> **PROBLEM**:
Tally the lines in the entries below that contain the string "shirt" and reply with the number only.

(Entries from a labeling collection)
************

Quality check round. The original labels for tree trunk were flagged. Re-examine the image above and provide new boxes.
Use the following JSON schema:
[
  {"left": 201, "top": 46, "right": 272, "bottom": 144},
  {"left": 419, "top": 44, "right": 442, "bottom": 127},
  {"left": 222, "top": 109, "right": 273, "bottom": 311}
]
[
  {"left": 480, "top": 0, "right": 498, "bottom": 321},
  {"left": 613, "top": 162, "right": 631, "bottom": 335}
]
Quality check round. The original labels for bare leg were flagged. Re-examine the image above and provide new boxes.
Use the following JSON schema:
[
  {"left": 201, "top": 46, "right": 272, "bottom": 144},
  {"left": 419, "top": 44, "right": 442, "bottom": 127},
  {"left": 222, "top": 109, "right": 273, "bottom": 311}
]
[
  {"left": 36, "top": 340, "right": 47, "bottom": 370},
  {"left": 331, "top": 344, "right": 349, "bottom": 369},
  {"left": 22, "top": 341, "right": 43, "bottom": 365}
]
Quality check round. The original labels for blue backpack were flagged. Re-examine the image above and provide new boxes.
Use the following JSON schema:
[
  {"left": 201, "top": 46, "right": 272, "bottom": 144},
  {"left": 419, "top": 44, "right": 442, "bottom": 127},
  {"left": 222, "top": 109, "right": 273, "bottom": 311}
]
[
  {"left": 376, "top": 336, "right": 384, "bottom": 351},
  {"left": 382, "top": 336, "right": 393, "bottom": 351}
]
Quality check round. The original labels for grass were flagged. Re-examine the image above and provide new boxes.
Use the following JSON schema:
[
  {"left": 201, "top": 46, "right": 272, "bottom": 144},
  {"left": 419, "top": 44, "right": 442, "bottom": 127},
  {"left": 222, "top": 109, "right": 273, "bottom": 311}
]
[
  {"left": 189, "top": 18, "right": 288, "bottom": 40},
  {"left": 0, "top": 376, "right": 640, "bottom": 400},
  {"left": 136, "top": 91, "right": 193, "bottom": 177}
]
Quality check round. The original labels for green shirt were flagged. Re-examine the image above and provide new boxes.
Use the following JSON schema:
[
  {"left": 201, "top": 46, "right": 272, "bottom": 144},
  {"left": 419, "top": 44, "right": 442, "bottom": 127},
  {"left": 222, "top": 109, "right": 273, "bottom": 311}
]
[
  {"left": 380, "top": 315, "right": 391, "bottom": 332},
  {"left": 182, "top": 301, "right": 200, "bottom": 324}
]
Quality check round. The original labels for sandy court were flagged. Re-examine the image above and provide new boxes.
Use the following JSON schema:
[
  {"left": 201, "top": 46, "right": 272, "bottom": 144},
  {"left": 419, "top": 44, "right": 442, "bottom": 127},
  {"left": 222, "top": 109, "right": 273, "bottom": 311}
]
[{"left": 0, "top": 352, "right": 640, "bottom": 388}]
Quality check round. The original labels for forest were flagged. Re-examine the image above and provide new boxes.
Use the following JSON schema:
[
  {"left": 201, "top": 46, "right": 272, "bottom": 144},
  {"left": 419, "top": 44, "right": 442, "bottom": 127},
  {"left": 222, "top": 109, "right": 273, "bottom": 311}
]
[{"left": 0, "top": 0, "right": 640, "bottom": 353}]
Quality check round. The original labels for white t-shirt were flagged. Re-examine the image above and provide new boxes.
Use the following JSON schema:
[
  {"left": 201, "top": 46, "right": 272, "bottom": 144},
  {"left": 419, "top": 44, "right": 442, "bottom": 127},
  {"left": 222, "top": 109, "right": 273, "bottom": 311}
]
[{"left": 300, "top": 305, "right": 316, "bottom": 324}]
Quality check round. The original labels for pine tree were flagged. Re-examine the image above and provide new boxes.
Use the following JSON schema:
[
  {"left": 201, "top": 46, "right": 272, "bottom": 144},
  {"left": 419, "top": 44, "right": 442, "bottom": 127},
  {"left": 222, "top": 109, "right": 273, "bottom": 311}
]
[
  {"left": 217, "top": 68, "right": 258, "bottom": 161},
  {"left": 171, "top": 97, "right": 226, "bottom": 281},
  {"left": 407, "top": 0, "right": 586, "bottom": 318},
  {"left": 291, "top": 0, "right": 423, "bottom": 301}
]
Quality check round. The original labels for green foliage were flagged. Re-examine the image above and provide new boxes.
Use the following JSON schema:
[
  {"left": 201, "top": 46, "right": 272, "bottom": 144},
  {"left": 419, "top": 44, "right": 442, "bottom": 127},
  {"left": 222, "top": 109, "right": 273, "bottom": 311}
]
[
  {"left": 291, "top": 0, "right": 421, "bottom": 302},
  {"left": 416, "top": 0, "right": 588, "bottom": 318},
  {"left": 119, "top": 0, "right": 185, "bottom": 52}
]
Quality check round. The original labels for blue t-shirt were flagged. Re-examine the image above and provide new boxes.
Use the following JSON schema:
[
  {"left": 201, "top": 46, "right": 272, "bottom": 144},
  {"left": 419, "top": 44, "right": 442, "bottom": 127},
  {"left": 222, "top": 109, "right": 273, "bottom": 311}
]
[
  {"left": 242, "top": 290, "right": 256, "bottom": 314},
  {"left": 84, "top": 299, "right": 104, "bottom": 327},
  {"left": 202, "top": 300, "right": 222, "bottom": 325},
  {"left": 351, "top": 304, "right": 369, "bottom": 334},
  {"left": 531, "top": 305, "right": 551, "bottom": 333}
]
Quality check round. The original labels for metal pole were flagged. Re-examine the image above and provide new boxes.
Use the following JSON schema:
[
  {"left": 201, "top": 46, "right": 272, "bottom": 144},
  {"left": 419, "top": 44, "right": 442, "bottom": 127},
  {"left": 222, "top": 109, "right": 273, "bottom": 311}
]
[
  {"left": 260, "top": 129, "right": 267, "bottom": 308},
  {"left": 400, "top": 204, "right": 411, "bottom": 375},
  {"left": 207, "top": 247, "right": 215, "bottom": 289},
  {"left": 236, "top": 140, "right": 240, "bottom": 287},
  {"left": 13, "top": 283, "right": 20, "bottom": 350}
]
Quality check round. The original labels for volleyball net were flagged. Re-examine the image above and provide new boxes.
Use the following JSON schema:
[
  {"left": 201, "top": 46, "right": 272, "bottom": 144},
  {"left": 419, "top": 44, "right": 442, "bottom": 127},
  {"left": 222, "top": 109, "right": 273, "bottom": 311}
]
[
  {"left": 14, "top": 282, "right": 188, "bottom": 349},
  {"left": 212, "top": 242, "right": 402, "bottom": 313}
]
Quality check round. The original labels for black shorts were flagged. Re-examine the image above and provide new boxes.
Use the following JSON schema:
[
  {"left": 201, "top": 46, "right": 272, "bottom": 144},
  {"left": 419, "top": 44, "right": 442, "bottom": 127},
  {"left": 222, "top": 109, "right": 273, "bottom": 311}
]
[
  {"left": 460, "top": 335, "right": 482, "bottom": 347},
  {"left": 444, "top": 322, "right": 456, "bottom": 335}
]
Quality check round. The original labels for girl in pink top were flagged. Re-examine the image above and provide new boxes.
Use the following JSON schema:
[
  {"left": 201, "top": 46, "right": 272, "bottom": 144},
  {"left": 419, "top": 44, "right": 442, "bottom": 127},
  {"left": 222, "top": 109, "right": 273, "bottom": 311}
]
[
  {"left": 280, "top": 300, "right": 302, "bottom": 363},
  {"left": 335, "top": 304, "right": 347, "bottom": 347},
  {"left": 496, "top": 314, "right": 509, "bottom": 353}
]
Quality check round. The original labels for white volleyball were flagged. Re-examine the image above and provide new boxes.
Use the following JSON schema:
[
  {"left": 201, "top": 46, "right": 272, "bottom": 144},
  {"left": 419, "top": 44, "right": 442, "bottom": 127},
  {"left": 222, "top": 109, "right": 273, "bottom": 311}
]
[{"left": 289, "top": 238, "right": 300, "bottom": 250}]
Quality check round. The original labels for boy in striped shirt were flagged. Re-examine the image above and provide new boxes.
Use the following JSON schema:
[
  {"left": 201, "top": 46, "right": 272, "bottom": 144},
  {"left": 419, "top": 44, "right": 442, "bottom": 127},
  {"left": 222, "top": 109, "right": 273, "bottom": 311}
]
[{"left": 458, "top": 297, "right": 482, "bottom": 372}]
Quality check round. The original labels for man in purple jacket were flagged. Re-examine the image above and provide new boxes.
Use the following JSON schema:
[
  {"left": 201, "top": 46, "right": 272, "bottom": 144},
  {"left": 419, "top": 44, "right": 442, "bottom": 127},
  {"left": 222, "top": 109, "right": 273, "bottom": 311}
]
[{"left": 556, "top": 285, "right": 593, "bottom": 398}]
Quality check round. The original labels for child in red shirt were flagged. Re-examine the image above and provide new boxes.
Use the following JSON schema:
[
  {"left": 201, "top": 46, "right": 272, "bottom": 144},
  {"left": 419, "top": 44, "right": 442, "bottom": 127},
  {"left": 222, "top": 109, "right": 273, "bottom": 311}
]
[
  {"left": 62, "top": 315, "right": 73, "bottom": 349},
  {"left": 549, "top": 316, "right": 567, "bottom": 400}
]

************

> **ANSWER**:
5